▶ **Work instructions**: All that is wanted is a word-for-word copy of the line with "of the wrought" and every line after it in the data below.

[Items from a dataset]
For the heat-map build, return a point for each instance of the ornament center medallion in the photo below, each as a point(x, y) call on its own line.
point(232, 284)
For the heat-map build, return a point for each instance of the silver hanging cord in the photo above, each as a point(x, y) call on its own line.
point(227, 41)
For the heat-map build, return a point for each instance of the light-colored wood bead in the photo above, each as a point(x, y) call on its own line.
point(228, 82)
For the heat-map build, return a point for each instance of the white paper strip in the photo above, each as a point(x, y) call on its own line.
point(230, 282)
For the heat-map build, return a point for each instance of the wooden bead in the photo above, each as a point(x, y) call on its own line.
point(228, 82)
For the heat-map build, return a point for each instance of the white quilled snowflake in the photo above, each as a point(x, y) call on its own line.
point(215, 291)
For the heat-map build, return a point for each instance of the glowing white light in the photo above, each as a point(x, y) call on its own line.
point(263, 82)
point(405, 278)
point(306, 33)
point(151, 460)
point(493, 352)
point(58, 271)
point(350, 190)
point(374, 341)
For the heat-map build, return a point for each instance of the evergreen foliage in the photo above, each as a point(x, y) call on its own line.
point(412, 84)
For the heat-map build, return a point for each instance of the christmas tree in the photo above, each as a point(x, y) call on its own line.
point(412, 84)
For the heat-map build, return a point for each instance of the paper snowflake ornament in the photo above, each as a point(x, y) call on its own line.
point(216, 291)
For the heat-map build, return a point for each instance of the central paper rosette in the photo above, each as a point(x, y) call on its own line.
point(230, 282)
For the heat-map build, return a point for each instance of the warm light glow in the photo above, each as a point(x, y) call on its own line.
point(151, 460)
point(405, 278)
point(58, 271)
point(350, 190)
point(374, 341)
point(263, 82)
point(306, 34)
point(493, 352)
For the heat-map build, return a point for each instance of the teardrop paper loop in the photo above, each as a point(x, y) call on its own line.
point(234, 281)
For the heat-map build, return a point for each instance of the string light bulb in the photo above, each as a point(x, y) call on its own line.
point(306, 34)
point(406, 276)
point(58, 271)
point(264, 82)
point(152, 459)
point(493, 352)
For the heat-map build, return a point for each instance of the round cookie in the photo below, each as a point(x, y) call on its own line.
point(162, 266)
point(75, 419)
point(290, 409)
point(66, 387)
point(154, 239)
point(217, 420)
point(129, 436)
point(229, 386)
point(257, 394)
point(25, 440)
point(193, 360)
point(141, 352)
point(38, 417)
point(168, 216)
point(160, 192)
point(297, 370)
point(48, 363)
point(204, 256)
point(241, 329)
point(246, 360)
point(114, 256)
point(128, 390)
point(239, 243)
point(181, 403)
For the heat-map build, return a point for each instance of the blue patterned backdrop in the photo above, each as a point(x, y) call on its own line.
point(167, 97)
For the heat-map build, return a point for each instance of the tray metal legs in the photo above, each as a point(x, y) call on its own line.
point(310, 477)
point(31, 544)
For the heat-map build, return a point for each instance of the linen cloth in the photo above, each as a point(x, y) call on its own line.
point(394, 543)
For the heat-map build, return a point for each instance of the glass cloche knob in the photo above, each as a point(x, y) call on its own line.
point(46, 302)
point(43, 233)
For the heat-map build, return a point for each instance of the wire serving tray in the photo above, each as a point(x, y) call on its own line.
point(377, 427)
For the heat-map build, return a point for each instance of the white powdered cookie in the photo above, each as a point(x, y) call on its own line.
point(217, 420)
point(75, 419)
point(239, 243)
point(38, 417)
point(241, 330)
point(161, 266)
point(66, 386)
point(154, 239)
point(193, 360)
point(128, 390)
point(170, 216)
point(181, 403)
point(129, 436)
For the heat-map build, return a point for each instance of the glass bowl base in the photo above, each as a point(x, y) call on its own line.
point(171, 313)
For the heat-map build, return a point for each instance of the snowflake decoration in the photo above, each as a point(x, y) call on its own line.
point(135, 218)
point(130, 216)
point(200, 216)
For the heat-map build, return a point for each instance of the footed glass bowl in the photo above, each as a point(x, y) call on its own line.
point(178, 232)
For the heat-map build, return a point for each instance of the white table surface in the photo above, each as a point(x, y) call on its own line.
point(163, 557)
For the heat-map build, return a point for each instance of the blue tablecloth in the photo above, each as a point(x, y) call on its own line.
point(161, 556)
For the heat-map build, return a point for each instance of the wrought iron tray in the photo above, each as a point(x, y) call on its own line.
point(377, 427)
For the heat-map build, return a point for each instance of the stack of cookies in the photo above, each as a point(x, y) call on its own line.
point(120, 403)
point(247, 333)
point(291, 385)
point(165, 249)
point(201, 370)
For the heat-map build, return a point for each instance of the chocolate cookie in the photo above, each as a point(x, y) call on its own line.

▶ **Finished task**:
For the heat-map build, return a point for each instance of the wrought iron tray in the photo above, each as a point(x, y) call on its own line.
point(377, 427)
For the heat-map build, return a point for each instance of the stack of cookies in the photo above, each as a point(x, y) call on its own line.
point(120, 403)
point(247, 333)
point(291, 385)
point(165, 249)
point(201, 370)
For the heat-map build, return a point for each instance of the chocolate cookie in the photo above, each as a point(x, y) call on its own line.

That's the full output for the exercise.